Written exercise: Reproduce every item below verbatim, keeping each line unchanged and in its original order.

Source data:
══════════

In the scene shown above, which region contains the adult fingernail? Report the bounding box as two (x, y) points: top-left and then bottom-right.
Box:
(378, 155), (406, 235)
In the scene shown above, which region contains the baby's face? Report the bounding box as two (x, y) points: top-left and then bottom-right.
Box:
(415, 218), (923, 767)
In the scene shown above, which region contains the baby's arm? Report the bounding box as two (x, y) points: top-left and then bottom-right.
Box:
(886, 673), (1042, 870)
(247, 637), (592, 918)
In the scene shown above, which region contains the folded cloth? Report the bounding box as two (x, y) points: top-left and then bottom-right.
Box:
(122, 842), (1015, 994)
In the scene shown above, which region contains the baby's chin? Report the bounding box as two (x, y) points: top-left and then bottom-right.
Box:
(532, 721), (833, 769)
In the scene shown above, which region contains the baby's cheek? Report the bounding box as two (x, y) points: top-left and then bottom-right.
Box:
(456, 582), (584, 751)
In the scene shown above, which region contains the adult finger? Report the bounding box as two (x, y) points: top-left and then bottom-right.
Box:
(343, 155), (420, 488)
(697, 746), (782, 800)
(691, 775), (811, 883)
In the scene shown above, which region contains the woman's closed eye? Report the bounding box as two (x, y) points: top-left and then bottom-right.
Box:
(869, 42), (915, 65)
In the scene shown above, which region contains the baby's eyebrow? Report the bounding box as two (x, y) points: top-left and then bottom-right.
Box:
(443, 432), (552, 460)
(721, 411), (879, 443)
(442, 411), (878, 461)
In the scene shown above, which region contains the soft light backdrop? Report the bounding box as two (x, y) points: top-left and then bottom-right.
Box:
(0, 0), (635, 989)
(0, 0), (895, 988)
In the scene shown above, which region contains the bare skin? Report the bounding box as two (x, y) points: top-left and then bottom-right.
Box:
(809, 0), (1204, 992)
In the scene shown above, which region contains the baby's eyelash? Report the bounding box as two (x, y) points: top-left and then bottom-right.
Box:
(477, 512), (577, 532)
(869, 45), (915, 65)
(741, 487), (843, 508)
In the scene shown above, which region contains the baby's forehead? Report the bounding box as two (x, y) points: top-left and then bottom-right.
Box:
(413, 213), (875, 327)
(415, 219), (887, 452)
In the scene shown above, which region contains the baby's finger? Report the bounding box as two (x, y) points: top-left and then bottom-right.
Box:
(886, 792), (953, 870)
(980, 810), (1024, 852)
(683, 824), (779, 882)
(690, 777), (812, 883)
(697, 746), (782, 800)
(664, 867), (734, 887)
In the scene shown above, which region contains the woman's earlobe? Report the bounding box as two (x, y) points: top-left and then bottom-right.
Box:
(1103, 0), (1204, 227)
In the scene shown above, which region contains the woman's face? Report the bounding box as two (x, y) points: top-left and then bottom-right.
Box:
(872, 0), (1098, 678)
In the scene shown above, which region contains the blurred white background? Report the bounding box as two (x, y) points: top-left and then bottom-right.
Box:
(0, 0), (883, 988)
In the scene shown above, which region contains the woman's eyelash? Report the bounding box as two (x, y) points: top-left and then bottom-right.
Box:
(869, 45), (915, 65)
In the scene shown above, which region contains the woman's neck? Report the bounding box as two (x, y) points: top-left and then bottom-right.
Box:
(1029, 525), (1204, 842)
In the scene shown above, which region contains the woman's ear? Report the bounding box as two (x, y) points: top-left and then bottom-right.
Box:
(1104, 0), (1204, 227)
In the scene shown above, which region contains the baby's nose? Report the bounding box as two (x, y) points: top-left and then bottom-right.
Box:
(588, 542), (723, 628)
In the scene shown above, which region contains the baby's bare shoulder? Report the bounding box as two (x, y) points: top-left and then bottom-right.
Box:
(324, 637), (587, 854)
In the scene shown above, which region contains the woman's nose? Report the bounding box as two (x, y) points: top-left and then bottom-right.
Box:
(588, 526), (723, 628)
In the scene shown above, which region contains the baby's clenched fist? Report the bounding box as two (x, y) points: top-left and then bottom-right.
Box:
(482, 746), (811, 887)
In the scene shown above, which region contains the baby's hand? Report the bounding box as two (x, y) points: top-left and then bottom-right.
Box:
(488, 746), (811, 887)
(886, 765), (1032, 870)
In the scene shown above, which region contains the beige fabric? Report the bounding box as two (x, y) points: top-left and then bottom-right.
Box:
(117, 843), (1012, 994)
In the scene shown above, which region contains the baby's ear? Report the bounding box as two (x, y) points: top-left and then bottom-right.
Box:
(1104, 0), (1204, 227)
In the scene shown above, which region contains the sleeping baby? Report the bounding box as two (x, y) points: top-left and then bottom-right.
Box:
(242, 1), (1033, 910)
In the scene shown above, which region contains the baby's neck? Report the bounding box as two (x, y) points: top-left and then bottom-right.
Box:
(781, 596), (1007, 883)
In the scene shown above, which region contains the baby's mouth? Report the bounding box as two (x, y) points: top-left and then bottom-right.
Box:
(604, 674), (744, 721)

══════════

Task output:
In the scene shown above, which region contains the adult fingernail? Report the bounding box as two (x, y) points: top-left and then bottom-right.
Box:
(378, 155), (406, 235)
In the scene shown above, which region contains the baby's face? Report the bounding box as two (x, y) points: top-left and then bottom-right.
Box:
(415, 218), (923, 767)
In the scene shown above, which region contains the baby's arm? Report the bounding box as two (x, y) points: top-left and then bottom-right.
Box:
(886, 673), (1042, 870)
(247, 637), (592, 918)
In the scene shown above, which region contains the folded cloth? Report the bounding box as two (x, y) points: top-left and then bottom-right.
Box:
(122, 842), (1015, 994)
In the scene shown above, which region contains the baby's chin? Report the bounding box as two (x, y) points: top-left and then bottom-right.
Box:
(532, 721), (833, 769)
In the scene shown above, which region contains the baby's cheek? Report the bounding box as two (x, y) points: top-left and then bottom-right.
Box:
(456, 582), (584, 751)
In the scene shown above, which region contains the adult finger? Report the bounding box as two (x, y) points: top-left and then bottom-right.
Box:
(343, 155), (420, 488)
(697, 746), (782, 800)
(691, 775), (811, 883)
In the scene shown above, which region contains the woman's closed eye? Report the bounding box as two (x, y) points: top-left and then bottom-right.
Box:
(869, 42), (915, 65)
In the scene shown above, which region contains the baby's eyebrow? Report the bounding box as two (x, y) points: top-left and then bottom-right.
Box:
(443, 432), (552, 460)
(721, 411), (879, 443)
(442, 411), (878, 461)
In the scene shown above, which region contains the soft light backdrop? Report the bounding box as two (x, y) points: top-left and then bottom-right.
Box:
(0, 0), (635, 989)
(0, 0), (895, 988)
In the scene shown above, which region contains the bare skin? Report the bounding box as two (x, y) points: top-left and then bottom-right.
Box:
(809, 0), (1204, 992)
In the scene shown above, which region contains the baby's eyelash? Report the bounding box as two (x, y) points: top-left and then bottom-right.
Box:
(477, 512), (577, 532)
(869, 45), (915, 65)
(741, 487), (843, 508)
In the scene shown above, which region contains the baby's forehead? Report the bounding box as two (x, y) points: top-left and then bottom-right.
Box:
(413, 213), (875, 327)
(415, 219), (887, 452)
In the scene shown above, which region contains the baby's finger? Report the bounding box as two (x, y) points: top-left and then bottom-right.
Box:
(886, 792), (953, 870)
(980, 810), (1024, 852)
(683, 824), (779, 882)
(690, 777), (812, 883)
(697, 746), (782, 800)
(664, 867), (734, 887)
In the scene shown above, which region contains the woman's earlobe? Report the bounding box as two (x, y) points: top-left and then bottom-right.
Box:
(1103, 0), (1204, 227)
In the scene shown above, which region contains the woman's face? Report the bounding box as two (x, y) points: top-left and then bottom-right.
Box:
(872, 0), (1098, 678)
In the scene shown above, which region contains the blurred white background? Report the bounding box as two (x, y) points: top-left and then bottom-right.
Box:
(0, 0), (883, 988)
In the scene shown above, which region contains the woman's eyelash? Report the bounding box as two (x, y) points: top-left and then bottom-right.
Box:
(869, 45), (915, 65)
In the scene shown above, which region contains the woman's neck? Report the bounding box as two (x, y) points: top-left and then bottom-right.
Box:
(1029, 525), (1204, 842)
In the scene shown above, which region contains the woman's ear? Report the bounding box as two (x, y) points: top-left and then bottom-right.
Box:
(1104, 0), (1204, 227)
In the scene shown above, which region contains the baby's nose? Report the bounding box as two (x, y) points: top-left and then bottom-right.
Box:
(588, 542), (723, 628)
In the scene shown above, which region contains the baby's bare shoulder? Report the bounding box as two (x, y) points: top-left and then bottom-right.
Box:
(324, 637), (587, 854)
In the scene shown above, which region contains the woman's nose? Report the bounding box as two (x, y) points: top-left and then bottom-right.
Box:
(588, 526), (723, 628)
In the scene shown above, which region contains the baby's clenched fist? Report the bounding box as two (x, y) points: top-left and then bottom-right.
Box:
(482, 746), (811, 887)
In the scene shown above, which region contains the baby's hand? Report the bounding box as two (x, y) points: top-left and then bottom-right.
Box:
(488, 746), (811, 887)
(886, 765), (1032, 870)
In the scene shown above, which region contains the beige fabric? Report the bounding box as two (x, y) points: top-left and then bottom-right.
Box:
(117, 843), (1012, 994)
In the scene shown above, which region contains the baby's ear? Report the bounding box as two (x, y) points: top-left and then bottom-right.
Box:
(1104, 0), (1204, 227)
In the scene shown above, which region contains the sleeping baby? Report the bounding box as two (x, y) points: top-left and then bottom-right.
Box:
(242, 1), (1033, 910)
In the scene shown above, which region contains the baby's neck? Report the bounding box as two (x, y) points: top-left and then bottom-right.
Box:
(781, 596), (1007, 883)
In the scene shown above, which region contains the baby's mouth? Report the bounding box as two (x, y) points: top-left and then bottom-right.
Box:
(604, 674), (744, 721)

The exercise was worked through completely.